◆ Stored dataset items

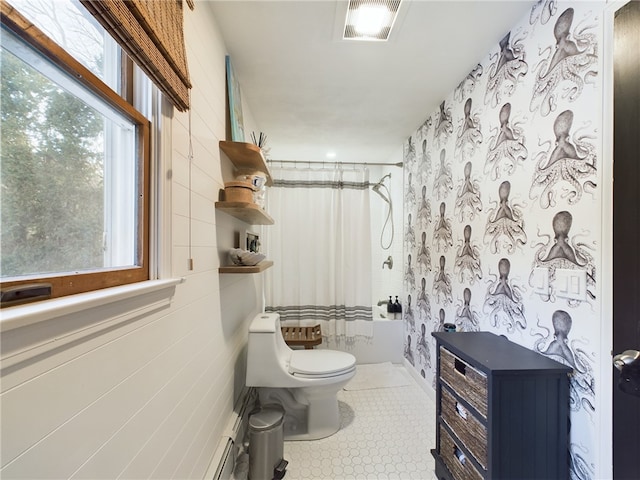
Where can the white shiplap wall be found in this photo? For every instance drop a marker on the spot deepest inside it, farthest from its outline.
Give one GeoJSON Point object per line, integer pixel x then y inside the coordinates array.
{"type": "Point", "coordinates": [148, 395]}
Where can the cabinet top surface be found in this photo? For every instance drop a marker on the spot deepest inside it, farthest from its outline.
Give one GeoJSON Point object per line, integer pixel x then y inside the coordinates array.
{"type": "Point", "coordinates": [493, 353]}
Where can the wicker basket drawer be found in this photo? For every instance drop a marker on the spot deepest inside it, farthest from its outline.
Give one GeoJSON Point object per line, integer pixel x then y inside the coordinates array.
{"type": "Point", "coordinates": [459, 465]}
{"type": "Point", "coordinates": [468, 428]}
{"type": "Point", "coordinates": [469, 383]}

◆ Work instructions
The result should be an exact repetition of all the records. Drop the pictures.

◆ Response to the task
Where can the white shiplap wall be found in this photo? For every instance drop a marker on the spot deepest inside it, farthest from its outline.
Give one GeoJSON Point object per line, integer pixel x then y inside the coordinates array.
{"type": "Point", "coordinates": [148, 395]}
Where can the cabinet top surface be found in this photo? For every instance drop a marker on the spot deepest inside it, farthest from its outline.
Give one GeoJSON Point object per line, integer pixel x then y inside the coordinates array.
{"type": "Point", "coordinates": [493, 353]}
Where can the wicker basket drawer be found in this photo? For every instance drop a marker on the spot deepest inside it, farthest from its outline.
Give one GeoJSON Point object per line, integer pixel x then y inside the coordinates array.
{"type": "Point", "coordinates": [459, 465]}
{"type": "Point", "coordinates": [468, 428]}
{"type": "Point", "coordinates": [469, 383]}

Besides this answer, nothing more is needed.